### [Extract]
Millay's Life Part IMaine, Vassar, New York
Edna St. Vincent Millay: 1892-1950
by Holly Peppe, Literary Executor
Edna St. Vincent Millay, born in Rockland, Maine on February 22, 1892 and brought up in nearby Camden, was the eldest of three daughters raised by a single mother, Cora Buzzell Millay, who supported the family by working as a private duty nurse. Having divorced her husband in 1900, when Millay was eight, Norma six, and Kathleen three, Cora struggled to make ends meet but provided the girls with a steady diet of poetry, literature, and music, encouraging them, by example, to write poems, stories, and songs.
Edna—called Vincent by family and friends—was a talented, spirited, at times overly dramatic adolescent who loved spending hours by the sea and learning the names of flowers, plants, and medicinal herbs from her mother. Even as a girl she was a prolific writer, winning poetry prizes from a children’s literary magazine. In a breathless hymn to nature, she wrote, “Oh world! I cannot hold thee close enough! Thy winds, thy wide gray skies!” In high school she wrote and starred in school plays and edited the school literary magazine.
At 19, having graduated high school but with no money for college, she stayed in Camden, keeping house for her sisters. At the suggestion of her mother, she entered the long poem, “Renascence”--107 rhyming couplets describing a life-altering spiritual awakening--in a poetry contest under the name “E. Vincent Millay.” The poem didn’t win, but when it appeared in The Lyric Year anthology in 1912, readers and critics alike considered it the best poem in the book and all assumed the author was both older and male. In a note to the editor, another poet in the book, Arthur Ficke (who would become her lifelong friend), surmised, “No sweet young thing of twenty ever ended a poem where this one ends: it takes a brawny male of forty-five to do that.”
With characteristic verve and wit, Millay responded, “I simply will not be a ‘brawny male’ . . . I cling to my femininity!”
After taking preparatory courses at Barnard in the summer of 1913, Millay took a full course load at Vassar and honed her acting skills in plays and pageants, some of which she composed herself. She loved studying the classics but disliked the rules: “They trust us with everything but men,” she wrote to Ficke. Just before graduation in 1917, though she was caught off campus and told she could not graduate with her class, the college president reversed the decision at the last minute, saying he didn’t want “any dead Shelley’s on [his] doorstep.”
After graduation Millay moved to Greenwich Village and enjoyed the bohemian lifestyle of the day. Joined there by her sister Norma, she published poems in popular magazines like Vanity Fair, Ainslee’s, and the Forum, and poetry collections in salvos and slim leather volumes coveted by an expanding readership. To augment her income she published short stories and satirical sketches under the pen name Nancy Boyd. And both she and Norma also acted with the Provincetown Players, where Millay directed one of her own plays, Aria da Capo, in 1919, which opened to rave reviews.

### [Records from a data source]
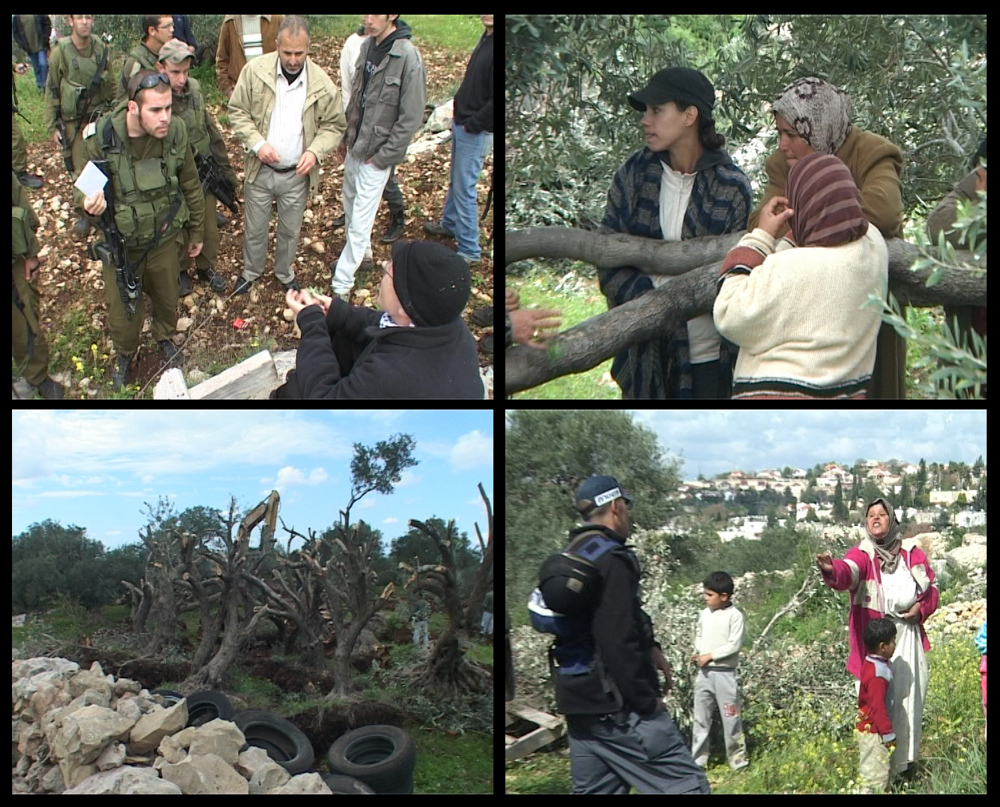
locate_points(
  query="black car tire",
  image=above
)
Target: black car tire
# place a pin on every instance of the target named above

---

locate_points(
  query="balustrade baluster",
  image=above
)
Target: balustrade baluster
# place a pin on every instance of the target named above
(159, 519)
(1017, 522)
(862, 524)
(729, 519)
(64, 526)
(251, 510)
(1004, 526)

### [What to do]
[1] In the Millay biography, what pen name did Millay use for her short stories and satirical sketches?
[2] Can you swap "Camden" for "Belfast" in the Millay biography and give the passage from "Millay's Life Part" up to and including "stories, and songs."?
[3] Carry on the Millay biography from its last sentence.

### [Outputs in order]
[1] Nancy Boyd

[2]
Millay's Life Part IMaine, Vassar, New York
Edna St. Vincent Millay: 1892-1950
by Holly Peppe, Literary Executor
Edna St. Vincent Millay, born in Rockland, Maine on February 22, 1892 and brought up in nearby Belfast, was the eldest of three daughters raised by a single mother, Cora Buzzell Millay, who supported the family by working as a private duty nurse. Having divorced her husband in 1900, when Millay was eight, Norma six, and Kathleen three, Cora struggled to make ends meet but provided the girls with a steady diet of poetry, literature, and music, encouraging them, by example, to write poems, stories, and songs.

[3]
That summer, Millay recited “Renascence,” to guests at a local inn where Norma was working as a waitress over the summer. A woman in the audience, Caroline Dow, the head of the YWCA National Training School in New York, immediately recognized Millay’s talent and potential and offered to help her go to college. Millay was thrilled and decided on Vassar.
Millay attracted a willing coterie of lovers from among the male literati of the day: Floyd Dell, John Peale Bishop, Edmund Wilson, and Witter Bynner, but refused to commit herself to anyone or anything except her work. In 1921, wanting to give her poetry “new grass to feed on,” she sailed for a two-year stint in Europe, under contract to write two prose pieces a month for Vanity Fair as a foreign correspondent.
The year she returned to New York, 1923, marked a turning point in her life and career: she received the newly instituted Pulitzer Prize for Poetry and met her future husband, Eugen Boissevain at a house party in Croton-on-Hudson, New York. On their wedding day a few months later, Millay was ill with intestinal problems, so Eugen drove her to Manhattan for emergency surgery immediately following the wedding. Before the procedure, referring to her Pulitzer Prize, she quipped, “If I die now, at least I’ll be immortal.”
Eugen patiently nursed Millay back to health in Croton-on-Hudson and in Greenwich Village, where he rented a narrow three-story brick house at 75½ Bedford Street. From there they embarked on reading tours and an eight-month round-the-world trip, their belated honeymoon.
When they returned at the end of 1924, Millay was anxious to move out of Manhattan where she could concentrate on her work. “I cannot write in New York,” Millay told a reporter. “It is awfully exciting there and I find lots of things to write about and I accumulate many ideas, but I have to go away where it is quiet.”